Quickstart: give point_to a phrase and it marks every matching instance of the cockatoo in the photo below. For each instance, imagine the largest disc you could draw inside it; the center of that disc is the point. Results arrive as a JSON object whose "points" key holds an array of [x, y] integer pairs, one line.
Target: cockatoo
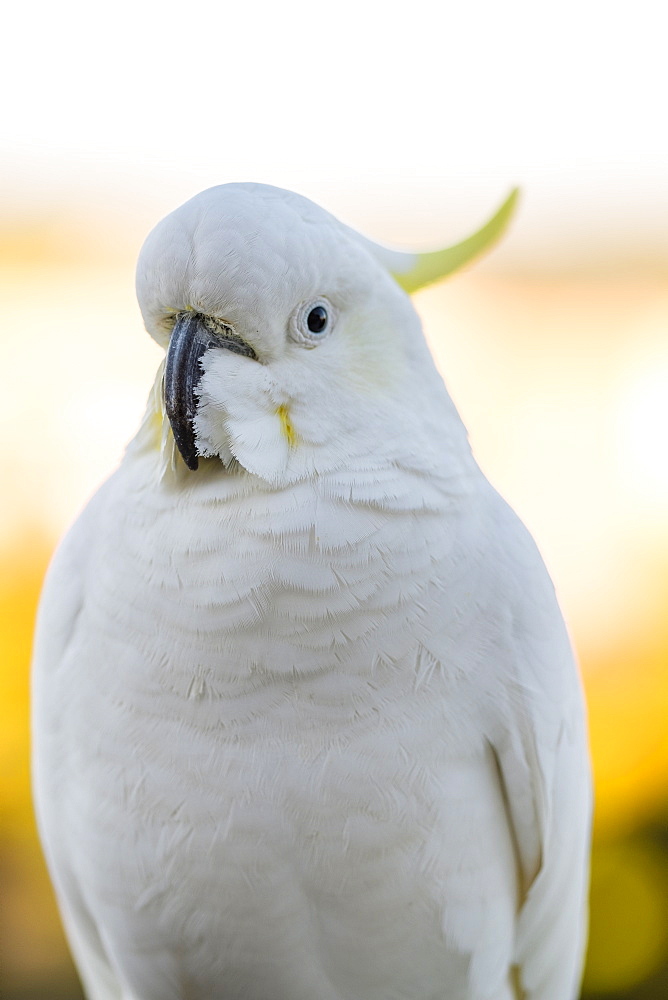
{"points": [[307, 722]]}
################
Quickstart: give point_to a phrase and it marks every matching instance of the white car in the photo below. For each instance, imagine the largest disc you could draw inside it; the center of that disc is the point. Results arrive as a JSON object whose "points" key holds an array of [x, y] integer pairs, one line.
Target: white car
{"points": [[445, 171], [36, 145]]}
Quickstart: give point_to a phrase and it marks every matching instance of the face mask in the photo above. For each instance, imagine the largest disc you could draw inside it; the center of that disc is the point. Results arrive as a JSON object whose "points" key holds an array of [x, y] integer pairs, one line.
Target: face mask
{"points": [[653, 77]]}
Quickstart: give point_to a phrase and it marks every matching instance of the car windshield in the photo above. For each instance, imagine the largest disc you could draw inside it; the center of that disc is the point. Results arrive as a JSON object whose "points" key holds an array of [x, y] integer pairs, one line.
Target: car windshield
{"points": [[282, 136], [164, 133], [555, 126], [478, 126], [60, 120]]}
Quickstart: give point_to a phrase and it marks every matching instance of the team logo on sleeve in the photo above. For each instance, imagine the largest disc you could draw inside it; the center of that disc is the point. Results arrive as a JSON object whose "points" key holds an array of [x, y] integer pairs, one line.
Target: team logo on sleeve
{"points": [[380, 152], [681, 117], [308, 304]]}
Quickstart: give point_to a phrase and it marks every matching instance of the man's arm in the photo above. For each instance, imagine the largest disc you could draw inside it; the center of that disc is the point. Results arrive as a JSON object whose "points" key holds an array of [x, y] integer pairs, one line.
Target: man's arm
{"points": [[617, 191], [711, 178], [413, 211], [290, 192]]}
################
What this task involves:
Where the word "JSON" appears in a line of the data above, tally that line; then give the total and nothing more.

Response box:
6